(The data Opens)

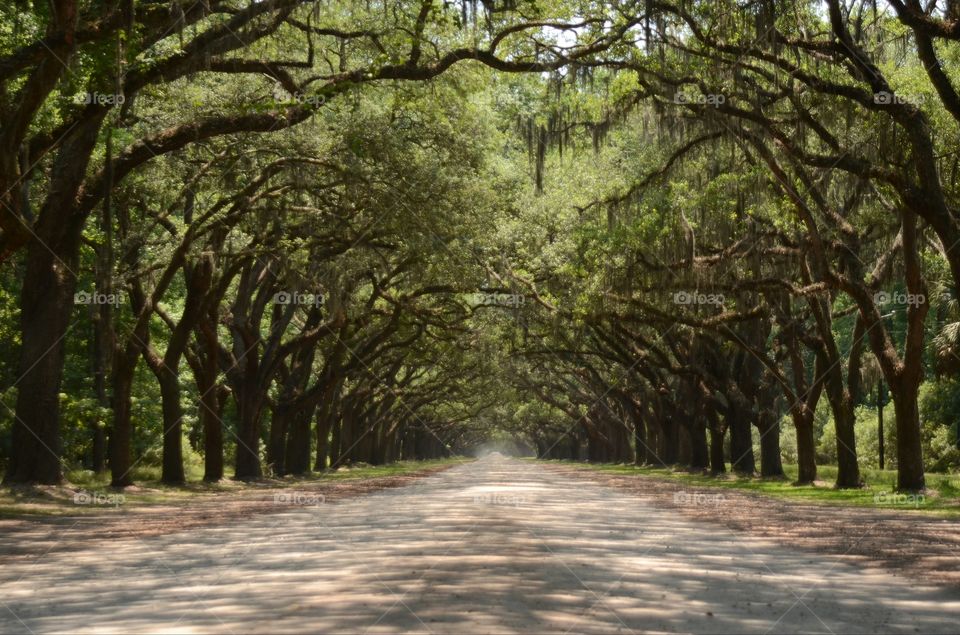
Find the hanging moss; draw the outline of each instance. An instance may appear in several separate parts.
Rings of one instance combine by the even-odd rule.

(The data Closes)
(The data Opens)

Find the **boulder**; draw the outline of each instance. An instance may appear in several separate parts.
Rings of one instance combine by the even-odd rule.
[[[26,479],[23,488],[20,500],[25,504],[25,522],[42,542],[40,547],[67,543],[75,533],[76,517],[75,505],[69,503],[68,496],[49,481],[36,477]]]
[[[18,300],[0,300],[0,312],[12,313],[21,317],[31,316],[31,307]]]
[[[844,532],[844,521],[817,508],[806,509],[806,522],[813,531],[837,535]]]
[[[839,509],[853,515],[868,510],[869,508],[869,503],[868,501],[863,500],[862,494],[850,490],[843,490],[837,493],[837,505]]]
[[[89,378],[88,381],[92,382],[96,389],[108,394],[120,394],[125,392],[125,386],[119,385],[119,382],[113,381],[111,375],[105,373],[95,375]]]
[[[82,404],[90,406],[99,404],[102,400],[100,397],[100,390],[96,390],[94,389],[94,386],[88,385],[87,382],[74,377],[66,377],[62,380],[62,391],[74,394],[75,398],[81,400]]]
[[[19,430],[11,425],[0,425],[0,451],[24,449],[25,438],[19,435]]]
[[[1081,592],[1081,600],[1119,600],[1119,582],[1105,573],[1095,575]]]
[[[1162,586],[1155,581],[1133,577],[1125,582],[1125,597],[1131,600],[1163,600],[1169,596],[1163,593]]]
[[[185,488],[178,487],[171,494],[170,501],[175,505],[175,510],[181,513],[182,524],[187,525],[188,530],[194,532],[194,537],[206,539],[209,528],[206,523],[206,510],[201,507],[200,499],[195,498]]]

(The data Closes)
(The data Opens)

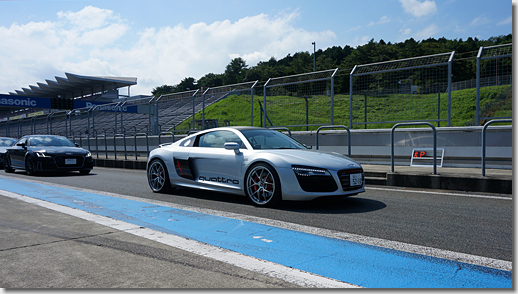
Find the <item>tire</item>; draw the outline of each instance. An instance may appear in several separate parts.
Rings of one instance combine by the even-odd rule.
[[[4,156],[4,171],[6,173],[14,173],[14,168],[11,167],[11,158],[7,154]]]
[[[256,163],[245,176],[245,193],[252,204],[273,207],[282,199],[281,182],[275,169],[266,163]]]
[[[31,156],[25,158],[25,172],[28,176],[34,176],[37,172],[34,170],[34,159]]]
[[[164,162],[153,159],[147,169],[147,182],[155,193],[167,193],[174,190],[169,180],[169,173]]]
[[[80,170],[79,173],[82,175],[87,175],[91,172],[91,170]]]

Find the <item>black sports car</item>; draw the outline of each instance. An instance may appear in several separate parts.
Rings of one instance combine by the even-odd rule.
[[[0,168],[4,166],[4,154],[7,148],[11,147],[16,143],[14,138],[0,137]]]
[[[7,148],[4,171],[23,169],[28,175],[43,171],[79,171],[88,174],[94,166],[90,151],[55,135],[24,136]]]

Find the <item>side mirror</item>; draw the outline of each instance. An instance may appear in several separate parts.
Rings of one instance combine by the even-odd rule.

(The data Closes)

- _Exercise instructions_
In the data above, which lines include "item"? Return those lines.

- _Response below_
Find the <item>tire</item>; draw the outline of each instance. An instance may appear in several separate parts.
Find the <item>black sports car</item>; draw the outline of each instance. An instance may appear in several separate parts.
Find the <item>side mirror</item>; draw the outline of each instance. An instance may appear in several separate parts.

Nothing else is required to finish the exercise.